Directive
Retype everything in the data from its start down to the line containing "x=467 y=157", including that line, and leave the pictures out of your answer.

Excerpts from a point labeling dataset
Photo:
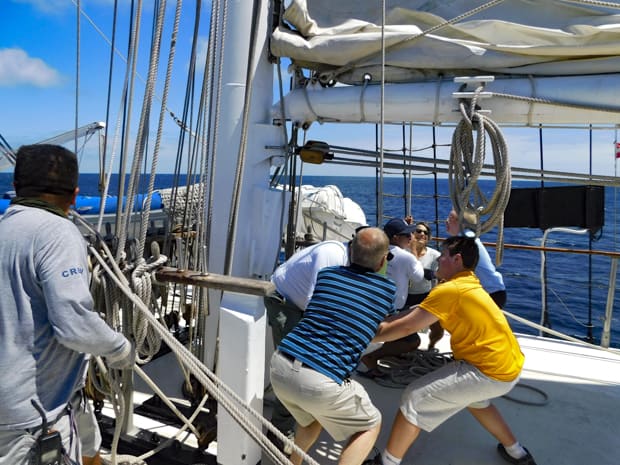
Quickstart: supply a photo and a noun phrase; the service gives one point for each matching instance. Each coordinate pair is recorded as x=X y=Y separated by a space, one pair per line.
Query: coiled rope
x=467 y=157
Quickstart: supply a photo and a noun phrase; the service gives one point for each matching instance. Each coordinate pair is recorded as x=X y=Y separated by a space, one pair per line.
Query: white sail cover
x=342 y=39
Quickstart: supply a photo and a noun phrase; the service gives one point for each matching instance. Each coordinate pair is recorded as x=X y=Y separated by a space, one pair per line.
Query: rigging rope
x=466 y=162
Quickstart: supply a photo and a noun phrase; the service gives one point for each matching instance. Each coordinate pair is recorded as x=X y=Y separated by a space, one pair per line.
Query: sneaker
x=376 y=460
x=283 y=447
x=525 y=460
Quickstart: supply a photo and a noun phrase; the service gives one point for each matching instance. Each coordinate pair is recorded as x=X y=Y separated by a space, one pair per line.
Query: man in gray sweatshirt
x=47 y=322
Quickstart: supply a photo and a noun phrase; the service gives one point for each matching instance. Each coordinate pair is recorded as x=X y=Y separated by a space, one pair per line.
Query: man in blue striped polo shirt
x=311 y=368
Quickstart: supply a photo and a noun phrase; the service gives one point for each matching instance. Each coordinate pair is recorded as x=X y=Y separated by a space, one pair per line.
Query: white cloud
x=45 y=6
x=17 y=68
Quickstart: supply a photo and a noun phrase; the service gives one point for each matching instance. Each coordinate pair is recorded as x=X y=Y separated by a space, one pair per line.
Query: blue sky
x=38 y=80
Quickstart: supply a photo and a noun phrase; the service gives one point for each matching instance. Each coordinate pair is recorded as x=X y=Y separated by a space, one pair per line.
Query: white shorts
x=430 y=400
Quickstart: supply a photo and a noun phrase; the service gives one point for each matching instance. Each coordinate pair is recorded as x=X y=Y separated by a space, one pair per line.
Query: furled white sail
x=424 y=39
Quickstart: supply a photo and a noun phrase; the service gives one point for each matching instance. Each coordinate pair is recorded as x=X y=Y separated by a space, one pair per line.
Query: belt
x=275 y=295
x=292 y=359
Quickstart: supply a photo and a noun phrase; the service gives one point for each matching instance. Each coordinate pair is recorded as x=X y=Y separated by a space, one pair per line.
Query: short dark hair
x=45 y=169
x=466 y=247
x=369 y=251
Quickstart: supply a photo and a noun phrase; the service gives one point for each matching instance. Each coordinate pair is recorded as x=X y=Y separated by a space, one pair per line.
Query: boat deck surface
x=577 y=423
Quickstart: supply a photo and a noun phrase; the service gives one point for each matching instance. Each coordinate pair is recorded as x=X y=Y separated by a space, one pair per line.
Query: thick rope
x=466 y=162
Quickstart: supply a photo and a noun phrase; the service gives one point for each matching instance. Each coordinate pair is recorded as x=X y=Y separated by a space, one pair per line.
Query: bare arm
x=404 y=324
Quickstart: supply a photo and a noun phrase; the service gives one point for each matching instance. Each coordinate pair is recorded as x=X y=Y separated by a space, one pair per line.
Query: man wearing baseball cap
x=47 y=322
x=402 y=268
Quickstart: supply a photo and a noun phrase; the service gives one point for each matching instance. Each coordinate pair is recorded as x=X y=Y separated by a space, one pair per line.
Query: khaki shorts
x=342 y=410
x=17 y=446
x=430 y=400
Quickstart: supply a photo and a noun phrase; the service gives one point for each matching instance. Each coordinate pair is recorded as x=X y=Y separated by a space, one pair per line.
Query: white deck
x=577 y=425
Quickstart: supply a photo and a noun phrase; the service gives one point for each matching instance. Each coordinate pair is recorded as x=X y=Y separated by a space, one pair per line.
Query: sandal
x=525 y=460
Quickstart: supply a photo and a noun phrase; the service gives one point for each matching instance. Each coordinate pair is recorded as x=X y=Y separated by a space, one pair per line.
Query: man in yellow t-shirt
x=487 y=358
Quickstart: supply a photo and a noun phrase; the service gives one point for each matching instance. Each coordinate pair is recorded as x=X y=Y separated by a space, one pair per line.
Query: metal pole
x=611 y=291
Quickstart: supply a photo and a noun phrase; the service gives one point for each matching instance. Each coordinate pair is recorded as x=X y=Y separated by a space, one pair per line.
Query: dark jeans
x=282 y=316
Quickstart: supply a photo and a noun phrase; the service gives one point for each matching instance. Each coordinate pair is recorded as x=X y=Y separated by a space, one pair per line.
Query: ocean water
x=576 y=285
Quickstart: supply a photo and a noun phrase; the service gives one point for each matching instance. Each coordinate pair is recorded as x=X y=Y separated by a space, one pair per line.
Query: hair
x=368 y=247
x=425 y=224
x=45 y=169
x=466 y=247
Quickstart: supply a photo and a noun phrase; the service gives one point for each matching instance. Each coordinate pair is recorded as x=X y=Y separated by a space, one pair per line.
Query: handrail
x=544 y=315
x=604 y=253
x=611 y=291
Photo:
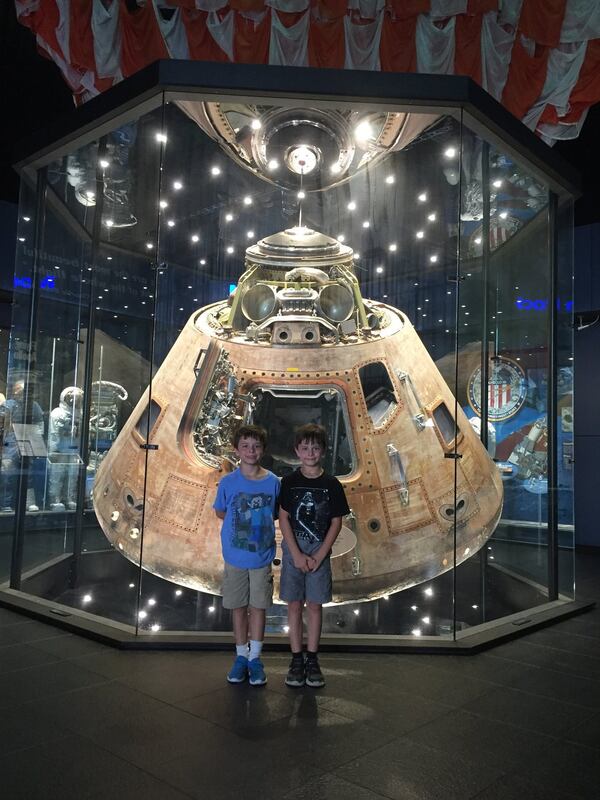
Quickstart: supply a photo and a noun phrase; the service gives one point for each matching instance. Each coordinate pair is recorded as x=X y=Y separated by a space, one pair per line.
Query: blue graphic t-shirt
x=248 y=530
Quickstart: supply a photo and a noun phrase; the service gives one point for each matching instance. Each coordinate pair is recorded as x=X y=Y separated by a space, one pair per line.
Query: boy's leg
x=235 y=597
x=314 y=623
x=240 y=626
x=295 y=625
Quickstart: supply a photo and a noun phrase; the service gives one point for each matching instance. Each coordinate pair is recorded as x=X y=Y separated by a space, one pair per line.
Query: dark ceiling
x=34 y=93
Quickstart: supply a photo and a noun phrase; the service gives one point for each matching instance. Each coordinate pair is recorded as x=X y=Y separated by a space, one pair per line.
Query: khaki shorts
x=247 y=587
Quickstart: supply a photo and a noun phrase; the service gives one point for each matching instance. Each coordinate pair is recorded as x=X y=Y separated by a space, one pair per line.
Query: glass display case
x=197 y=250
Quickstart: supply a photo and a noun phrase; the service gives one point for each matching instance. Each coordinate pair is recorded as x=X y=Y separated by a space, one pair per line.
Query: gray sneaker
x=314 y=676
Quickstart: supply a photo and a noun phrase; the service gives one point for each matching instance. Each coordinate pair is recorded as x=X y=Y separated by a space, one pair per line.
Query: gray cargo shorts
x=247 y=587
x=315 y=587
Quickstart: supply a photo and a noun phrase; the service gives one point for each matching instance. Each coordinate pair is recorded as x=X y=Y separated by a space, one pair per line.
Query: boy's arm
x=300 y=559
x=335 y=526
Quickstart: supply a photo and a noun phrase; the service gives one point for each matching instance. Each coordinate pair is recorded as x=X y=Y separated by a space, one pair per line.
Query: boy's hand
x=303 y=562
x=317 y=559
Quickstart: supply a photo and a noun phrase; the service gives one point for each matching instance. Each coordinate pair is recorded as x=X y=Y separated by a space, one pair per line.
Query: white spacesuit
x=63 y=449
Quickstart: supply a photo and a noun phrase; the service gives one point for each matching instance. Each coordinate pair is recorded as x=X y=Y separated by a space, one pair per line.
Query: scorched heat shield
x=297 y=343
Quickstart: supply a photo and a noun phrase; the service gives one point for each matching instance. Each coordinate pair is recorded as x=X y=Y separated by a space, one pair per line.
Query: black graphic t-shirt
x=311 y=504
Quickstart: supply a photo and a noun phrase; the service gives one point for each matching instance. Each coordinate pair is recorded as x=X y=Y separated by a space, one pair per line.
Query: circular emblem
x=507 y=389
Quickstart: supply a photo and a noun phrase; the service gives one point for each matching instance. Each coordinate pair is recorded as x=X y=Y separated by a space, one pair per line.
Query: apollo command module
x=295 y=343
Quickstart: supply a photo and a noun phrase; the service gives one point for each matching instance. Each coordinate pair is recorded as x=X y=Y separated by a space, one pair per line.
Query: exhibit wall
x=400 y=276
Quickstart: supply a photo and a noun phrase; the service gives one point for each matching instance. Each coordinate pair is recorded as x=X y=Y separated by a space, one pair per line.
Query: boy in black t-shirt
x=311 y=507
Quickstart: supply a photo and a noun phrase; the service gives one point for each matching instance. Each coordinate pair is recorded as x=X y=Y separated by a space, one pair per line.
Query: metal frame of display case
x=169 y=80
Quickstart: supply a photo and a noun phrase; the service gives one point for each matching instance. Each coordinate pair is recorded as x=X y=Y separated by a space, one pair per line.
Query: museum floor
x=82 y=720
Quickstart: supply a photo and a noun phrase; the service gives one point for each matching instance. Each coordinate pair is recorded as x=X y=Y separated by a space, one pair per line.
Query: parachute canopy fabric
x=540 y=58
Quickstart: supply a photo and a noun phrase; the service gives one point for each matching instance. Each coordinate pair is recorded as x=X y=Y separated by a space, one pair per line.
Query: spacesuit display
x=14 y=412
x=63 y=450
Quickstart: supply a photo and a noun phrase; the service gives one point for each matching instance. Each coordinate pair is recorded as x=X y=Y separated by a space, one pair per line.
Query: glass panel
x=503 y=328
x=258 y=319
x=212 y=263
x=68 y=403
x=565 y=382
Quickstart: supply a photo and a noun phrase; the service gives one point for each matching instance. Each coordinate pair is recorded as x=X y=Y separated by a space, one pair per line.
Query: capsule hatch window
x=378 y=390
x=281 y=410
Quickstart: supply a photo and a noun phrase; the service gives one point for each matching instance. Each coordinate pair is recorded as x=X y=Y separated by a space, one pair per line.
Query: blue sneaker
x=256 y=671
x=239 y=670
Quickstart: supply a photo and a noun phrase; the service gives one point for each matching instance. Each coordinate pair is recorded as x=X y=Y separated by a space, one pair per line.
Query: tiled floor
x=81 y=720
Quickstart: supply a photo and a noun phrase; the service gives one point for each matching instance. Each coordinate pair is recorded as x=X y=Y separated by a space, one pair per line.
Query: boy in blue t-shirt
x=246 y=501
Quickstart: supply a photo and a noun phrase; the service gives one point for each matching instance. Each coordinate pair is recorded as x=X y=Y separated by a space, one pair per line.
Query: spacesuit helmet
x=71 y=397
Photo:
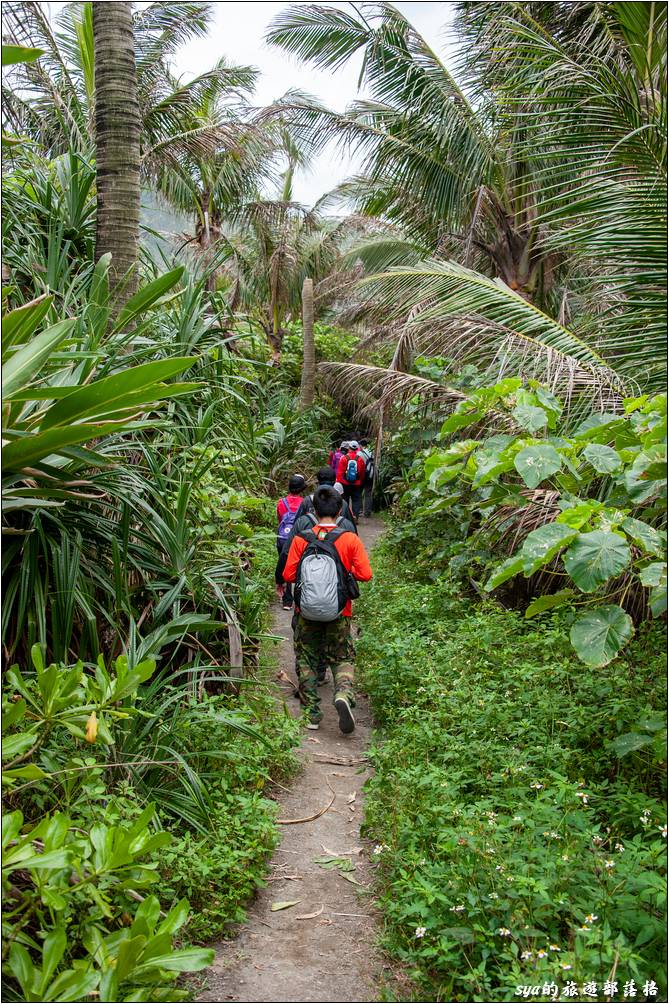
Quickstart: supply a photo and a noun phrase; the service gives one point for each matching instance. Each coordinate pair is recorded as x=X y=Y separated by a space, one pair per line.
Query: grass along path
x=289 y=955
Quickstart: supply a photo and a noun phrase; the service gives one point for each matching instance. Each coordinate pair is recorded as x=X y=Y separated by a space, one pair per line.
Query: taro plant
x=584 y=509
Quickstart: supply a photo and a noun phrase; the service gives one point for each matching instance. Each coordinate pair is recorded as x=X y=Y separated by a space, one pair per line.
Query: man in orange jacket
x=327 y=643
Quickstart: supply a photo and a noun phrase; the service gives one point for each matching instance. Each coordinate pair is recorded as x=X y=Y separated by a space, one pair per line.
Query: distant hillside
x=157 y=216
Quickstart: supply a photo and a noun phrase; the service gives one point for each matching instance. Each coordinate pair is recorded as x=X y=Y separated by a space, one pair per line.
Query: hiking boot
x=347 y=721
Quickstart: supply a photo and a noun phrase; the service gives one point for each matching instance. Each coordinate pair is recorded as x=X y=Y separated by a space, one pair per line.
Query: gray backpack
x=321 y=581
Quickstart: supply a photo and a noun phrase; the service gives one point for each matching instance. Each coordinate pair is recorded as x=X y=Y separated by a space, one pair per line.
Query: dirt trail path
x=331 y=957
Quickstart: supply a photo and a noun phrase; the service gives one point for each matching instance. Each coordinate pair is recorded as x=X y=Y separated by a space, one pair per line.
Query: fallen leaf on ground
x=343 y=863
x=342 y=853
x=309 y=917
x=352 y=880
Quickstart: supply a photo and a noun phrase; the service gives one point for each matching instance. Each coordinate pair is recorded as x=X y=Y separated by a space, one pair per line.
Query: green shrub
x=505 y=813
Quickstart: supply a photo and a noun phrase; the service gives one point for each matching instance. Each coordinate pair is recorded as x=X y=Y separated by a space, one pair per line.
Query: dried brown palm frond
x=500 y=351
x=513 y=523
x=370 y=389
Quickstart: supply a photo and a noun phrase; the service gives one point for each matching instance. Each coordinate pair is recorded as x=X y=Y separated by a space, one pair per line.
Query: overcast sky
x=237 y=32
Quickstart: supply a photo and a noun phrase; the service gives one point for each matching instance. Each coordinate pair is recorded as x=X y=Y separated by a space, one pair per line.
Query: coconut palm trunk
x=118 y=127
x=306 y=389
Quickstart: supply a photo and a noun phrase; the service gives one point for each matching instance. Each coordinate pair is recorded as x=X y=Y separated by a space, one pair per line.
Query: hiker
x=336 y=455
x=367 y=454
x=305 y=518
x=286 y=510
x=325 y=562
x=325 y=477
x=351 y=474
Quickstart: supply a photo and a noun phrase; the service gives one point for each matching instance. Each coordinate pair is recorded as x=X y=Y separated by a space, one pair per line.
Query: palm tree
x=499 y=176
x=52 y=100
x=117 y=141
x=440 y=164
x=306 y=389
x=268 y=251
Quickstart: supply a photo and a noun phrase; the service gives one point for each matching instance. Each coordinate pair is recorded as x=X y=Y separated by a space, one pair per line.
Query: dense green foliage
x=508 y=347
x=592 y=492
x=520 y=835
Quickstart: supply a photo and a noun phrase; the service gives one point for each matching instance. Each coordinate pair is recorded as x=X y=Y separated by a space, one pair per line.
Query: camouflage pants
x=319 y=644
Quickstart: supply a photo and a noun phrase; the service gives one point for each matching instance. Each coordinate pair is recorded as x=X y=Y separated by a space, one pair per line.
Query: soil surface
x=287 y=955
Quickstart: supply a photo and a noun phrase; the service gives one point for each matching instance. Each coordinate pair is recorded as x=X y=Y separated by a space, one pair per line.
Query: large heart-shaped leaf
x=543 y=543
x=548 y=602
x=459 y=421
x=604 y=459
x=507 y=569
x=595 y=557
x=530 y=418
x=599 y=635
x=535 y=463
x=646 y=536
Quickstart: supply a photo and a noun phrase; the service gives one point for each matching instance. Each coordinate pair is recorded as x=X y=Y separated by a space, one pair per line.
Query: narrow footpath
x=322 y=948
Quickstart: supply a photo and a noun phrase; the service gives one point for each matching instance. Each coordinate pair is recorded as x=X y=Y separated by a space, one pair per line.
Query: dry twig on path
x=288 y=822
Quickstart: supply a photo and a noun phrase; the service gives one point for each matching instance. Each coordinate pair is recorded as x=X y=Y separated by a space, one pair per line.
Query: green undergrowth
x=520 y=837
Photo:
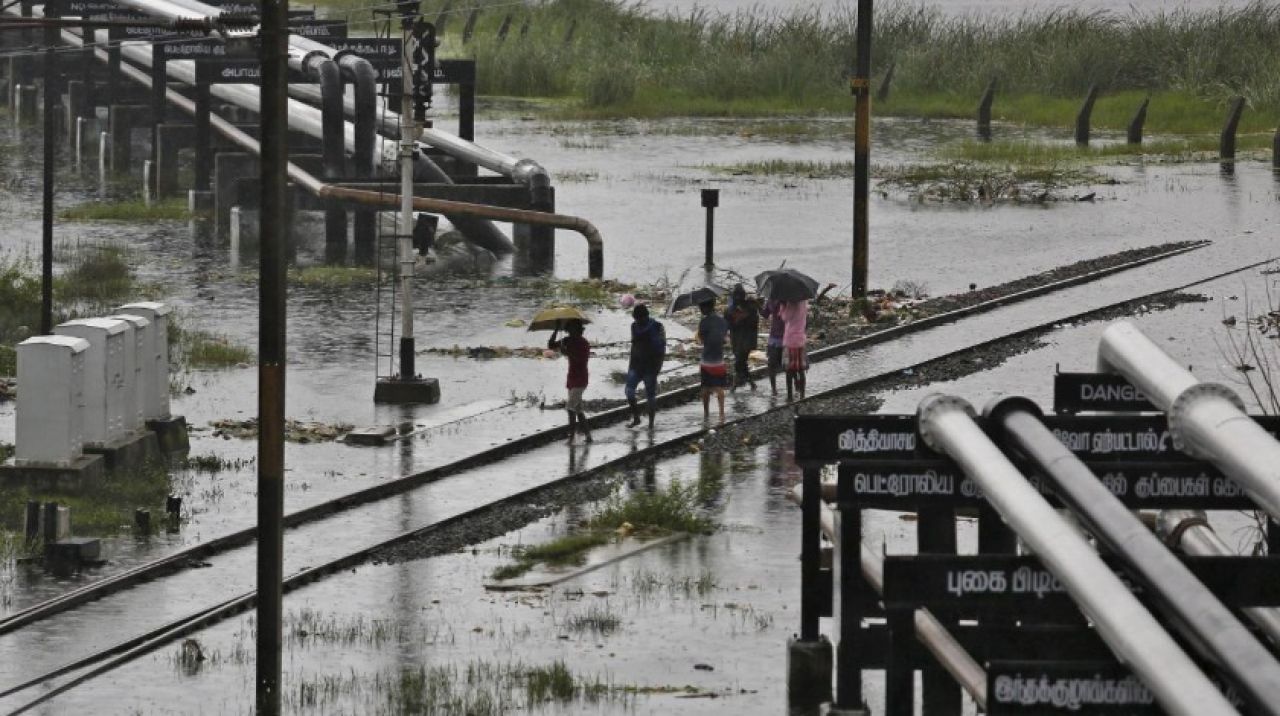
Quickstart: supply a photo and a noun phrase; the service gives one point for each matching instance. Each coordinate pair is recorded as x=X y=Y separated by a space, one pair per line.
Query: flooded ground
x=730 y=596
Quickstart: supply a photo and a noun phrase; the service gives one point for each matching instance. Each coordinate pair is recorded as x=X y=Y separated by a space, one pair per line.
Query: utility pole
x=46 y=246
x=862 y=85
x=274 y=228
x=408 y=387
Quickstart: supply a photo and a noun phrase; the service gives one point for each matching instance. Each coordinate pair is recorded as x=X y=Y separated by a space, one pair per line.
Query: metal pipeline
x=1189 y=530
x=1207 y=420
x=594 y=242
x=947 y=425
x=1207 y=624
x=928 y=630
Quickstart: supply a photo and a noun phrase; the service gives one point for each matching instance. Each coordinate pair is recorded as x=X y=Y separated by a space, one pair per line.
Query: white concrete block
x=50 y=401
x=156 y=363
x=105 y=401
x=136 y=384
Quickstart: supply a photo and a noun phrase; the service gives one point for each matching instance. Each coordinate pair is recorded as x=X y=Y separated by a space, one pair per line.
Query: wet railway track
x=417 y=512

Answer to this problem
Photo:
Quickstart: supply a photo and a noun phrase; the service gives one point for each matching instance. Each coordinate pair is recorded as x=X y=Y separated by a space, one pair per line.
Query: coiled rope
x=467 y=157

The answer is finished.